What is being asked
Going through the entries below, copy out each line that contains "black".

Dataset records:
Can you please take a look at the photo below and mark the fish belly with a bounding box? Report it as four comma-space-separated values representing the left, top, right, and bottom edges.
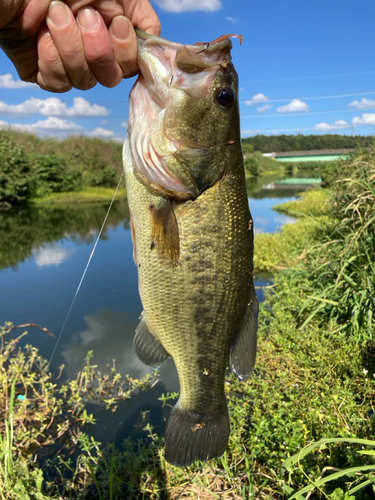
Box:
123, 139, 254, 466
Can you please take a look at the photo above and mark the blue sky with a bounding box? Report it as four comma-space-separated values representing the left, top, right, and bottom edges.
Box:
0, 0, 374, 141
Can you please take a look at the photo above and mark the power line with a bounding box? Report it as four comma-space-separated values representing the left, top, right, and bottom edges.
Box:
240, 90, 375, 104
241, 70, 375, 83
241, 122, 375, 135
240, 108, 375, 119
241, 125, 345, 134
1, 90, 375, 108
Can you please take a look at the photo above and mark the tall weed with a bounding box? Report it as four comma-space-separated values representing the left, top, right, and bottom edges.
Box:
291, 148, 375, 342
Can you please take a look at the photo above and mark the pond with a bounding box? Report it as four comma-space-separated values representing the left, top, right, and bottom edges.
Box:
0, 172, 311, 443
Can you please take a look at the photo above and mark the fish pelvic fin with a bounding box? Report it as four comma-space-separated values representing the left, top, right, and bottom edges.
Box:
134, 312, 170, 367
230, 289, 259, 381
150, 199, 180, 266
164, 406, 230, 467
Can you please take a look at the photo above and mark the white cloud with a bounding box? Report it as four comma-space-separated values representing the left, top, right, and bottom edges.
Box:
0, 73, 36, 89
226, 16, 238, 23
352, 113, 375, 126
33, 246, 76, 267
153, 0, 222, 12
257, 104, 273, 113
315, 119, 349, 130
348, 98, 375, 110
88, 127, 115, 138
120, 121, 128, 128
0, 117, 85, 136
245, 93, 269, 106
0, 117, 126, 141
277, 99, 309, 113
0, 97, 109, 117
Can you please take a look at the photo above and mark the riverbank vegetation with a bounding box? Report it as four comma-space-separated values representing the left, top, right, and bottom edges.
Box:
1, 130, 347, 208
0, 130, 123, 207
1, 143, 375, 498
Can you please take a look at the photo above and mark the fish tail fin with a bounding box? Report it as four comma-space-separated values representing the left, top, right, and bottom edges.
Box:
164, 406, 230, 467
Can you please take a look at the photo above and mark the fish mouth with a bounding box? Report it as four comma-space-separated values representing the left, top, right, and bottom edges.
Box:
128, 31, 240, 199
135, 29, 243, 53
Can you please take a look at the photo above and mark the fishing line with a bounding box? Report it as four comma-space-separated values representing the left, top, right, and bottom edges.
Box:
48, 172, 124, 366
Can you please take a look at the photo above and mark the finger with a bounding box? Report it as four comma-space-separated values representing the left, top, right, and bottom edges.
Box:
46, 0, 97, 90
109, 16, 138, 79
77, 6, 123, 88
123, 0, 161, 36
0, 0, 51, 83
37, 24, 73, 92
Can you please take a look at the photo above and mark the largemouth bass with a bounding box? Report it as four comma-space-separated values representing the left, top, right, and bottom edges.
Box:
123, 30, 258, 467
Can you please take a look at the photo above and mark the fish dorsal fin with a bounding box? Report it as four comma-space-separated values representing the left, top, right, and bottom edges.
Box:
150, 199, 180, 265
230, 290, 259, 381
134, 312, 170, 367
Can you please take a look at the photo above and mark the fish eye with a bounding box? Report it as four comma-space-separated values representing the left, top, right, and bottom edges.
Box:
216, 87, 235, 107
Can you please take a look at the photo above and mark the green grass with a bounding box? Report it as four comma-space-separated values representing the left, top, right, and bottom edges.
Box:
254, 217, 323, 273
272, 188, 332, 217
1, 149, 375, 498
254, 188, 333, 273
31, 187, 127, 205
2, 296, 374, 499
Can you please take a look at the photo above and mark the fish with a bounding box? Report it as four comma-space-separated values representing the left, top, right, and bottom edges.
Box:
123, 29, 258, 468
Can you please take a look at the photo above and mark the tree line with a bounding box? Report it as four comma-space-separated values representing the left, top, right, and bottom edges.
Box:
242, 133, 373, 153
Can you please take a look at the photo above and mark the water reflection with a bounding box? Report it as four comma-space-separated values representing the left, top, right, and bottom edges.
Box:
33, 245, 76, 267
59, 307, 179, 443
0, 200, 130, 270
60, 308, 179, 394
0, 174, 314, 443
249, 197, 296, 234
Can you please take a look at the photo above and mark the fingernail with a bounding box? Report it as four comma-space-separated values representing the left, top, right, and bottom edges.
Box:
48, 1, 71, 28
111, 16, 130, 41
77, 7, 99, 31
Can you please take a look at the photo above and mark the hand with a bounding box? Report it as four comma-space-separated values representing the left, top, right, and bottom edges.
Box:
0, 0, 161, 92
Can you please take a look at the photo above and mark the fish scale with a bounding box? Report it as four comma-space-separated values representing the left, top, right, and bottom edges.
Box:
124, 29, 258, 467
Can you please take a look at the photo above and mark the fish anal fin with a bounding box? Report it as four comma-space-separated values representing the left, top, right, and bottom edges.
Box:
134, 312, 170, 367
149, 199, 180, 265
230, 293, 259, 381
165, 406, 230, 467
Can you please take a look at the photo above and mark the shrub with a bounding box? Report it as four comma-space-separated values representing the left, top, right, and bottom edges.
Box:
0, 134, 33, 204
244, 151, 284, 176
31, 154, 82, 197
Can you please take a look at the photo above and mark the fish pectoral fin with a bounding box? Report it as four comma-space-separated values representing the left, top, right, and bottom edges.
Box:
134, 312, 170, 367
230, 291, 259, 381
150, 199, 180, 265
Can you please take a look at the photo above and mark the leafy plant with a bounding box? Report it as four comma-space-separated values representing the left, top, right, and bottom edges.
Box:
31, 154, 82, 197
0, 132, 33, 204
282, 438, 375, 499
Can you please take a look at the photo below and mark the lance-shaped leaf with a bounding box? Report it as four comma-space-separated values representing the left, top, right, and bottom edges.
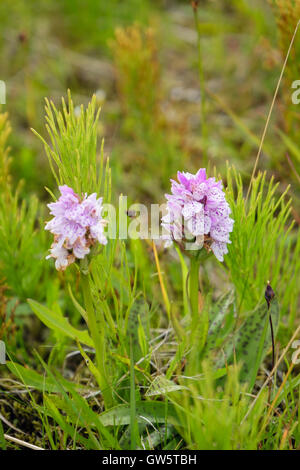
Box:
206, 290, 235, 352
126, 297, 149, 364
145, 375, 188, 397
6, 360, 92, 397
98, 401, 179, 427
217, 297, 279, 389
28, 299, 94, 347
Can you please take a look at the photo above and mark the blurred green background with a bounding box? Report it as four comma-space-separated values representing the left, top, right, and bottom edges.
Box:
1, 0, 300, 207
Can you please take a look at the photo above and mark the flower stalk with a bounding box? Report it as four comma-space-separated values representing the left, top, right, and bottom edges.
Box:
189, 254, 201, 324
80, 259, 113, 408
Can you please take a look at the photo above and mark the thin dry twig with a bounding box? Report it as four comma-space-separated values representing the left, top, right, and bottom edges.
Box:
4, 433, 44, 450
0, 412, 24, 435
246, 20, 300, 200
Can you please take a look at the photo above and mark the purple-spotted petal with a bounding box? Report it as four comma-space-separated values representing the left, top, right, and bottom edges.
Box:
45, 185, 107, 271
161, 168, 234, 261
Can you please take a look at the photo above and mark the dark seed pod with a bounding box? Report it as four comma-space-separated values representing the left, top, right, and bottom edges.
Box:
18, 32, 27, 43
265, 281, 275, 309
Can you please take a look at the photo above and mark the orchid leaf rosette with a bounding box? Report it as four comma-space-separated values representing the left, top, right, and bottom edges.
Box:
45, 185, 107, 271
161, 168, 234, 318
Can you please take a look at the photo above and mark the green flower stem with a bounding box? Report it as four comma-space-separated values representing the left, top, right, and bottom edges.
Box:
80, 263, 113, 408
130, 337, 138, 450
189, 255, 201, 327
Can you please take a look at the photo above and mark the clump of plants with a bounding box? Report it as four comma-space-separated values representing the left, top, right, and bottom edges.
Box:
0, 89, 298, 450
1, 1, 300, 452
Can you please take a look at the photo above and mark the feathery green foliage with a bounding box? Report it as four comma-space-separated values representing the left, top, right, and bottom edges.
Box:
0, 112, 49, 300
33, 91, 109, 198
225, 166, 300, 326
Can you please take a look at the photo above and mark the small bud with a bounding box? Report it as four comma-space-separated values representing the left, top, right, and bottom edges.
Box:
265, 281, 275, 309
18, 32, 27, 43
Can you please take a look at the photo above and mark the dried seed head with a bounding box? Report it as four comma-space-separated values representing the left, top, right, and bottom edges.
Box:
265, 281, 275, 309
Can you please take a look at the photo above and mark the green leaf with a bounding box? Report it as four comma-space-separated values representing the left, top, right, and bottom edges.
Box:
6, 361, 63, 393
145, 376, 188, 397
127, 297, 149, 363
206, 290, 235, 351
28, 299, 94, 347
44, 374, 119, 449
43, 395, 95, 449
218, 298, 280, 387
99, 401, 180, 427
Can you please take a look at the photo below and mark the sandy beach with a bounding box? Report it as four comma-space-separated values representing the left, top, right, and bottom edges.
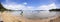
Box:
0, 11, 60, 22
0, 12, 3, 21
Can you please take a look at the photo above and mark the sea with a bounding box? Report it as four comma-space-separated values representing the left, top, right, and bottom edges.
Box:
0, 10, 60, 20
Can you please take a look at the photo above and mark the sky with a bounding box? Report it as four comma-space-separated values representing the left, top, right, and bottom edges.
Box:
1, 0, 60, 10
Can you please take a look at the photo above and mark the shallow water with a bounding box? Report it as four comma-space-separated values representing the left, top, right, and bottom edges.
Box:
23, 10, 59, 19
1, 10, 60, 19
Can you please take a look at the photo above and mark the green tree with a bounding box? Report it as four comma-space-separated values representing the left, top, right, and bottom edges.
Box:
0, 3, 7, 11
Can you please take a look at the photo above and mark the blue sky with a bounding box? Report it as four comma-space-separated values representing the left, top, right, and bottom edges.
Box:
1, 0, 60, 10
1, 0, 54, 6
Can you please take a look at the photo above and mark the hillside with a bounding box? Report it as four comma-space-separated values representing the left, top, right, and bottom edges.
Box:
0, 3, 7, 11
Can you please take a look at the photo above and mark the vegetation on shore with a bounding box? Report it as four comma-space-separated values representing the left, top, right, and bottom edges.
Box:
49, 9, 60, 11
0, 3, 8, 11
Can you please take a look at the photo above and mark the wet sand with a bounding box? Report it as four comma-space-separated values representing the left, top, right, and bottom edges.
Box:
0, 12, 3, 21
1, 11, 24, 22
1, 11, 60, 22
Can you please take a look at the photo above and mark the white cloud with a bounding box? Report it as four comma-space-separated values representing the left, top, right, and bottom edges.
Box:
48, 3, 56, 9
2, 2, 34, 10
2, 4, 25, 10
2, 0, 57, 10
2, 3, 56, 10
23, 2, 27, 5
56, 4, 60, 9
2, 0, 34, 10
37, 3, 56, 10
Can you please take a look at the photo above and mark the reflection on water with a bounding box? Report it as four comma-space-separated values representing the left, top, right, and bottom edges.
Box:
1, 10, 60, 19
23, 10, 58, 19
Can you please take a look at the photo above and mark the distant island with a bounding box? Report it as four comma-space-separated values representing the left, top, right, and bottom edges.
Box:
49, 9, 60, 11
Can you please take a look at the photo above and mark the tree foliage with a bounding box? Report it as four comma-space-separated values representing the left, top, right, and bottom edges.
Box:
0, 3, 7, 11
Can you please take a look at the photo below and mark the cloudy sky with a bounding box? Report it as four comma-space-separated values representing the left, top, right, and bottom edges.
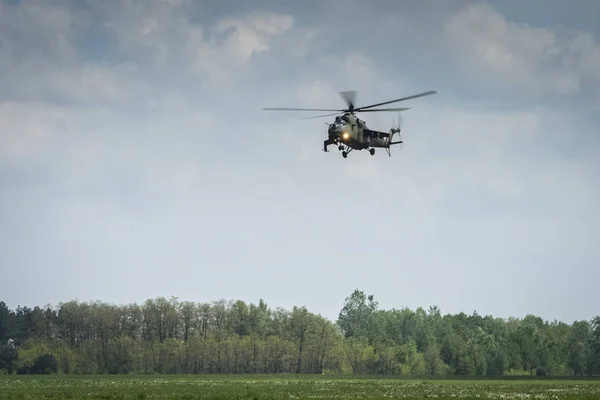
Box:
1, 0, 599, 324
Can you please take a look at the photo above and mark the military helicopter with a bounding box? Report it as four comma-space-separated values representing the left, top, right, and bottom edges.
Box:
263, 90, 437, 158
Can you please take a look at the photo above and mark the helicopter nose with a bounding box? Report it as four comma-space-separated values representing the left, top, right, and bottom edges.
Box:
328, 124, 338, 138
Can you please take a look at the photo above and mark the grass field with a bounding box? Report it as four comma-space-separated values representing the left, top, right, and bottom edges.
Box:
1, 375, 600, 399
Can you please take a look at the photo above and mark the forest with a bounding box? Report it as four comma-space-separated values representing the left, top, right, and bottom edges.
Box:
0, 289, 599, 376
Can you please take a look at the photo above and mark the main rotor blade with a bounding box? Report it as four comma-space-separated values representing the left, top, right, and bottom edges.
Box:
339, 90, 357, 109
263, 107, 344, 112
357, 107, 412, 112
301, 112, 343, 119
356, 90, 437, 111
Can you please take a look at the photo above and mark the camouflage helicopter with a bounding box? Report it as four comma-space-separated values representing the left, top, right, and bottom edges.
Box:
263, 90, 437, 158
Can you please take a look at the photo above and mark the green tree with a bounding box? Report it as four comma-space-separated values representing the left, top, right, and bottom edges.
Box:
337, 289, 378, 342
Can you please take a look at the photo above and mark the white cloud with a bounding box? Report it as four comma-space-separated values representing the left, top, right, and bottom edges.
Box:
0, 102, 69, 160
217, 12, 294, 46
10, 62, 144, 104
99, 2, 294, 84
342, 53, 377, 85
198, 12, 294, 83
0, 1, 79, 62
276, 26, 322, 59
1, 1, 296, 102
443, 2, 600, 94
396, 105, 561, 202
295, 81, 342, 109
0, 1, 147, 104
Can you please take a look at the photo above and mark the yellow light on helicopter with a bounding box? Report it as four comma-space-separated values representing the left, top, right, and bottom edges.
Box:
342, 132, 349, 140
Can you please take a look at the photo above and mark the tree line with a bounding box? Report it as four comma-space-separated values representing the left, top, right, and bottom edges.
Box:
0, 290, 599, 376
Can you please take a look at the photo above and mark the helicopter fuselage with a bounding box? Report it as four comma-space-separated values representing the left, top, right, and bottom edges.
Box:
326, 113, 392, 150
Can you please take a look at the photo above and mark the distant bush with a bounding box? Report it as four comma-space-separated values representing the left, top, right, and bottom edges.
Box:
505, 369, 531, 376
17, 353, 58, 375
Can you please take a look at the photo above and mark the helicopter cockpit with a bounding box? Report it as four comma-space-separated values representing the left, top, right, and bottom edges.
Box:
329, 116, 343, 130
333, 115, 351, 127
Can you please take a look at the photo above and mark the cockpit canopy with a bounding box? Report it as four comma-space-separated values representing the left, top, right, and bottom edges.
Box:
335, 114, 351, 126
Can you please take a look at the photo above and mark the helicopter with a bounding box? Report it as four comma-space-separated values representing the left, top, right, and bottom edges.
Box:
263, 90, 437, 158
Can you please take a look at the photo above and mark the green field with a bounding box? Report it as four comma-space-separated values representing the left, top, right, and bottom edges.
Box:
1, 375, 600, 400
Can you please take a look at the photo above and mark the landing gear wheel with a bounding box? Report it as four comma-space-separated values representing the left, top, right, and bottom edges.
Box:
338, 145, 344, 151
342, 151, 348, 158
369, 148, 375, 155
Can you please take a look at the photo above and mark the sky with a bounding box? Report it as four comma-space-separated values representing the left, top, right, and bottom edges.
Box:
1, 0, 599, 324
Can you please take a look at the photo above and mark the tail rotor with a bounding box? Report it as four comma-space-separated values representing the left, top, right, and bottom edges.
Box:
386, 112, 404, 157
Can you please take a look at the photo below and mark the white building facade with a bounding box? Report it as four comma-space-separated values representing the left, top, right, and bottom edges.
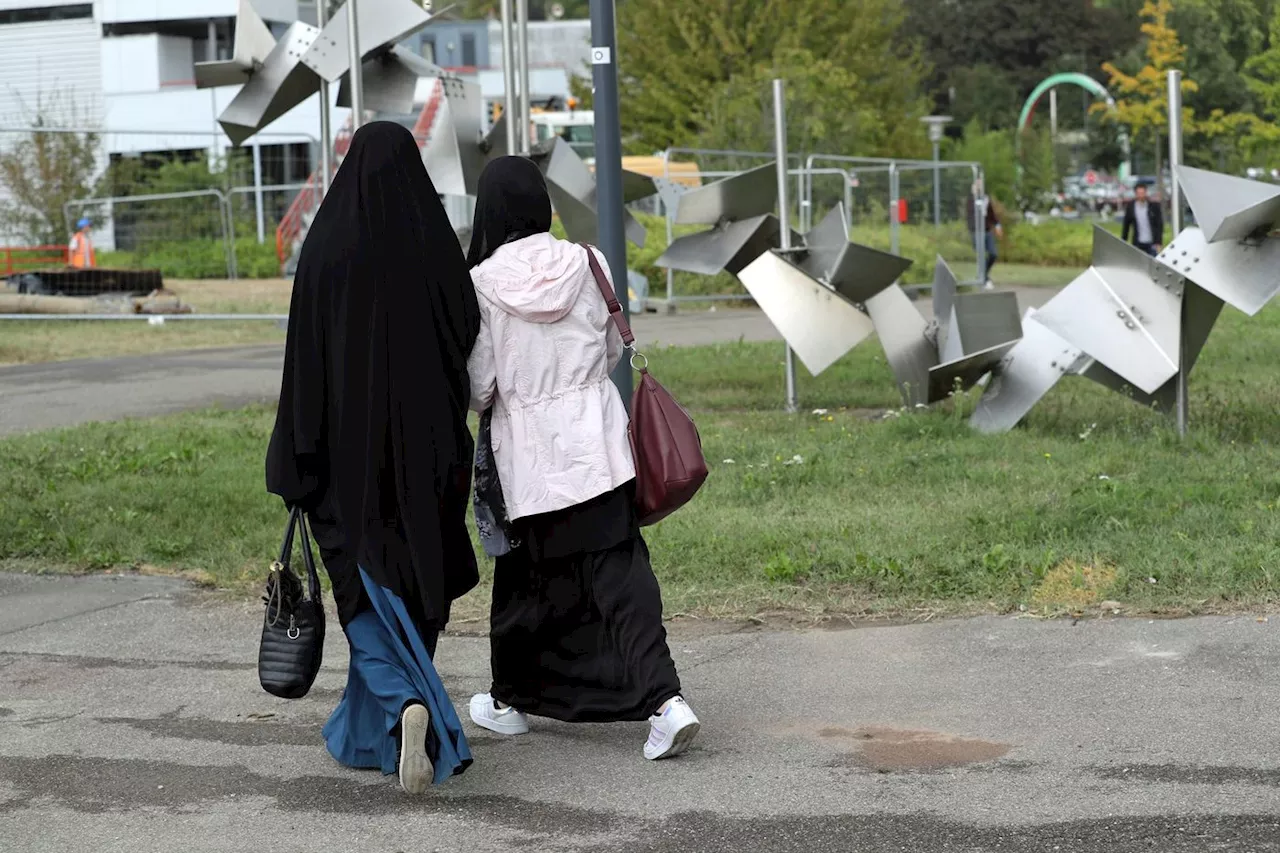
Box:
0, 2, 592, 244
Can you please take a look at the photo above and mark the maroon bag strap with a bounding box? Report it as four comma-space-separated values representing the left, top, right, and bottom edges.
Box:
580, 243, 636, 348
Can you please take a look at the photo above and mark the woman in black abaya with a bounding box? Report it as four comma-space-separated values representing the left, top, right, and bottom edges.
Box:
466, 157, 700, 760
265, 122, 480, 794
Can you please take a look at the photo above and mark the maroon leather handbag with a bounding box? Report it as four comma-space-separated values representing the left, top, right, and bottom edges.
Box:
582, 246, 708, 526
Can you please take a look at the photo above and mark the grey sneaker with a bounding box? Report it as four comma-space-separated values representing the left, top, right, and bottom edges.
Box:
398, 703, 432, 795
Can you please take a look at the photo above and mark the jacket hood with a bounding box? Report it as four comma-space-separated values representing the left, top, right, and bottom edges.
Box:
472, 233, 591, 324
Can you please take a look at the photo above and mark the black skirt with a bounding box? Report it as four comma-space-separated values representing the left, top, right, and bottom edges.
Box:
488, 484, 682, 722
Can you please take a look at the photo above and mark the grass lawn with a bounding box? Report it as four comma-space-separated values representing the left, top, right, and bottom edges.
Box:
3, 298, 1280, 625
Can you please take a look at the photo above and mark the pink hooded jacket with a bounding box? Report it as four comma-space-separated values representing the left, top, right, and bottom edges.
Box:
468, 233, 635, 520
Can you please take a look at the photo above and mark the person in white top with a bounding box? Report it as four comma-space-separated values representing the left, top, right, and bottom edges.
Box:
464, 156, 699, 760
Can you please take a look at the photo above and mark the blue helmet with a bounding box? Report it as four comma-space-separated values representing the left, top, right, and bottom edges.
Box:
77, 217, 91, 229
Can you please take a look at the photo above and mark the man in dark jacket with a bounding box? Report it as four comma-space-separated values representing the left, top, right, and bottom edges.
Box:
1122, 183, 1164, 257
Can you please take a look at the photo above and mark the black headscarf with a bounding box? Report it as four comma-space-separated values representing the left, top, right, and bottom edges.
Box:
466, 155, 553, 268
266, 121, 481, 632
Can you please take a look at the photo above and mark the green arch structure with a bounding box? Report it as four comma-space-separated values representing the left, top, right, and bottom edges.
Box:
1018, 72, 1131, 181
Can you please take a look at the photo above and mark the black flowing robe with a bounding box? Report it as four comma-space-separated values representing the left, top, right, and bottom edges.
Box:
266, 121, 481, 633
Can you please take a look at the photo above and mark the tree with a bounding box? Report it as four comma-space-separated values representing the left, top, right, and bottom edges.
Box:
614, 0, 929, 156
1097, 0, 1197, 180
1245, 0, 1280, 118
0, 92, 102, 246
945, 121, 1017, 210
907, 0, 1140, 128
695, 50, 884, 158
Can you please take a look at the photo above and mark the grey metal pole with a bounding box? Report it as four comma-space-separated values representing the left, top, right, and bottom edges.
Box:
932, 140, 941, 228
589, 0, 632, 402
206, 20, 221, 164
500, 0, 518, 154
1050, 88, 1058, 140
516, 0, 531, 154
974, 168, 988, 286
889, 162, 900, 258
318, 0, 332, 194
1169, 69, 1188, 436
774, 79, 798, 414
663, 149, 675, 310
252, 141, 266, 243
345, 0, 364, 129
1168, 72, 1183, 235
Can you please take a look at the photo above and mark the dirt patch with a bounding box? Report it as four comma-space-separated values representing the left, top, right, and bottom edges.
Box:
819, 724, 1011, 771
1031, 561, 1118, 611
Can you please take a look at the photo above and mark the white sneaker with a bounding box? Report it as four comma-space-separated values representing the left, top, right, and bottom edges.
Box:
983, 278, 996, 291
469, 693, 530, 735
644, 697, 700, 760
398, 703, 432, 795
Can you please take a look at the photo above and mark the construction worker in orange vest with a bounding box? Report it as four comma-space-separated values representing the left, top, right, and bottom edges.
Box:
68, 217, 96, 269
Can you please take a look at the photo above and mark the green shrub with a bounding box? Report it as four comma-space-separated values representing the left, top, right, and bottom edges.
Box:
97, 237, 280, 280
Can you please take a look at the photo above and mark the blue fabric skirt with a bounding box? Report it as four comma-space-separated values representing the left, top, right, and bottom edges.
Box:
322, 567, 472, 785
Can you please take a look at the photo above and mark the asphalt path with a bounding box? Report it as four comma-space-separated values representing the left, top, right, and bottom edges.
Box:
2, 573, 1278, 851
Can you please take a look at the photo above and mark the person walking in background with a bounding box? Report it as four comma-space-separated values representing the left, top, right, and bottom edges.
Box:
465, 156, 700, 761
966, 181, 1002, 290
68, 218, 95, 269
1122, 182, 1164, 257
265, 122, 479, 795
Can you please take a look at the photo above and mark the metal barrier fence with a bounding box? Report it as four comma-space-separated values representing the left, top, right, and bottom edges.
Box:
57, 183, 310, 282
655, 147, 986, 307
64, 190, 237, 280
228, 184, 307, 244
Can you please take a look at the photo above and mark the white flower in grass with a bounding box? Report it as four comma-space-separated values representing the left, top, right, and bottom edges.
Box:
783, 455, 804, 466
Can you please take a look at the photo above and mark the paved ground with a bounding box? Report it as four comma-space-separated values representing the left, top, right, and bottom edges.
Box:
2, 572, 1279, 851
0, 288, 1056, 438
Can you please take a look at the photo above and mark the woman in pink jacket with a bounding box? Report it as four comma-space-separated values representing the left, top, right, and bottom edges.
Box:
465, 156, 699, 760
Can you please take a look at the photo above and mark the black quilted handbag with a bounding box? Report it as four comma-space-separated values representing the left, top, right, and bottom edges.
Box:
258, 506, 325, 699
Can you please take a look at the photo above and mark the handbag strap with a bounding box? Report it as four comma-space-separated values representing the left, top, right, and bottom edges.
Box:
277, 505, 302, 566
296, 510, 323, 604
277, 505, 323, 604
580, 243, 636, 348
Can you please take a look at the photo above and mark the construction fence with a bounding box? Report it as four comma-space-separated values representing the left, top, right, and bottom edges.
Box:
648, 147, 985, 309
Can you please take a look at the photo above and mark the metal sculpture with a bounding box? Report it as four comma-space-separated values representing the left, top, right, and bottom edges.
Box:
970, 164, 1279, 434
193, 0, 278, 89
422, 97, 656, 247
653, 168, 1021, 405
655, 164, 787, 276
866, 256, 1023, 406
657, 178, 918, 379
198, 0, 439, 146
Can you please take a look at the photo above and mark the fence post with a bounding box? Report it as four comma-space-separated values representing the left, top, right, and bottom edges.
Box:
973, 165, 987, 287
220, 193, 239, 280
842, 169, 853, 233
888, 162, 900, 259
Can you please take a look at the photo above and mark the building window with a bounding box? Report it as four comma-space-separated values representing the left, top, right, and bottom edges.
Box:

Solution to the problem
Can you please take a look at the photo above and mark the woman in black abaya with a bounding box? Report it as four comma-space-separated values representing the left, top, right, and bottom edges.
Can you please take a look at the photo above and mark the black skirt with a bounding box? Report it as four comma-space-separated values representing the left, top, right, and bottom edges.
Can you please take a look at the photo above and mark the black headscarf with a bounding box? Report it as four comma-space-separated values representing the left, top, right, and bottom edges.
Can you please take a look at the photo above and mark the black flowing robe with a bounding box? Report it as four comma-space-separated values representing the left, top, right, and bottom edges.
Can you please take a look at the photo above and mark the black quilted handbag with a bounding box? Report it as four comma-space-separated values representing the left, top, right, and bottom edges.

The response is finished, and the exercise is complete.